=== PROVIDED MATERIAL ===

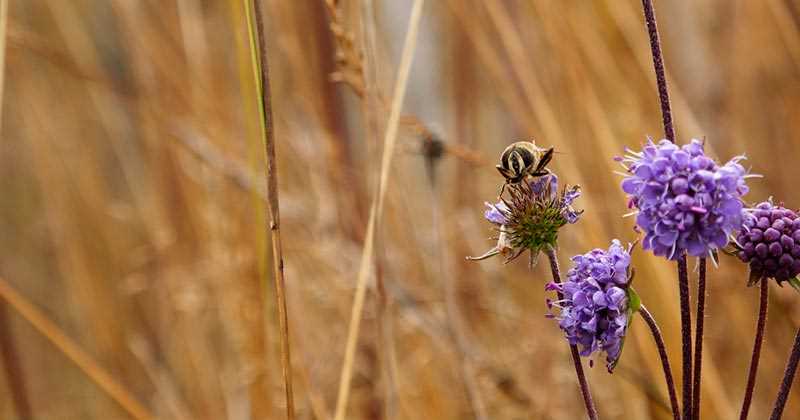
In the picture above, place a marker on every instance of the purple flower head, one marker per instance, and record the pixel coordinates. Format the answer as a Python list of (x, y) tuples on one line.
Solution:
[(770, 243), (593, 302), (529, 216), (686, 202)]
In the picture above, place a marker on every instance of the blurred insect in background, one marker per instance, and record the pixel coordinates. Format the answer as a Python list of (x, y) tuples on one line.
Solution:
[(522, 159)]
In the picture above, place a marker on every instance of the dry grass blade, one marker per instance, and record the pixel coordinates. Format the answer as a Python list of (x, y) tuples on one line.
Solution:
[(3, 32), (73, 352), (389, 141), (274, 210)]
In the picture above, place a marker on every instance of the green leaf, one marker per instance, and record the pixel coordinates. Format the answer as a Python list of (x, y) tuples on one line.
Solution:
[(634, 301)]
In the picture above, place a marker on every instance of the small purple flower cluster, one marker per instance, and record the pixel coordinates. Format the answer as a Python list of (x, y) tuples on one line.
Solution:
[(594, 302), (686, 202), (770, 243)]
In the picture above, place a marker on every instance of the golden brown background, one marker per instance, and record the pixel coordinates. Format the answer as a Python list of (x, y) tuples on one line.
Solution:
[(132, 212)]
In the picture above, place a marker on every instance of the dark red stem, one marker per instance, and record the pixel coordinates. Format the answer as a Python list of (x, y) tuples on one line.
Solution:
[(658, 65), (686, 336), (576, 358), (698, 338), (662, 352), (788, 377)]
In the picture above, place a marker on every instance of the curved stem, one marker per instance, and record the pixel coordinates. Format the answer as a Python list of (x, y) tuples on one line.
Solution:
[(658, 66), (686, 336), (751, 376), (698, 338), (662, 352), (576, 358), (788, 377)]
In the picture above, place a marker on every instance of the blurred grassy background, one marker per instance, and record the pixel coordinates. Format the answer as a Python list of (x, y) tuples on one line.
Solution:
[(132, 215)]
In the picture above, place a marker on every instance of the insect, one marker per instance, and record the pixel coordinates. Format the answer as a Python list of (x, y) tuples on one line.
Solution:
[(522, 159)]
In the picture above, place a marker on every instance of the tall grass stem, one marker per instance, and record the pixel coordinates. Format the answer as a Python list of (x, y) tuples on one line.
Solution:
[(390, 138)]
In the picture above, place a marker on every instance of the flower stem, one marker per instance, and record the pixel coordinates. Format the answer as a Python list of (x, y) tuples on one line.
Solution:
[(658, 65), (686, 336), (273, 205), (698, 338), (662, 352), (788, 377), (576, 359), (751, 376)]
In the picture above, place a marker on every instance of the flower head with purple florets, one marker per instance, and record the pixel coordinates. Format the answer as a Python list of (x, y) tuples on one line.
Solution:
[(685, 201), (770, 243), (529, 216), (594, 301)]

=== WHAT TO PRODUCE ===
Output the entries as a two-column CSV with the header instruction,coordinates, where each row holds one entry's text and its answer, each in a single quoted field with line breaks replaced by spaces. Begin at the line that contains "the blurred insect", stop after the line that contains "[(3, 32), (73, 352), (389, 141), (274, 210)]", and include only the entries in that span.

=== PROBLEM SOLUTION ===
instruction,coordinates
"In the picture above, place a marker on every instance of the blurred insect in background, one marker per instance, and record the pixel coordinates. Format the answer as a Python list of (x, y) tuples on one line. Solution:","[(522, 159)]"
"In the picture above, place a marker on every instance of the dry grass blade, one marker per instance, and record the pixel coordinates. Format the answer as a Python list of (x, y) tuples on one line. Solution:","[(3, 32), (73, 352), (389, 141), (274, 210)]"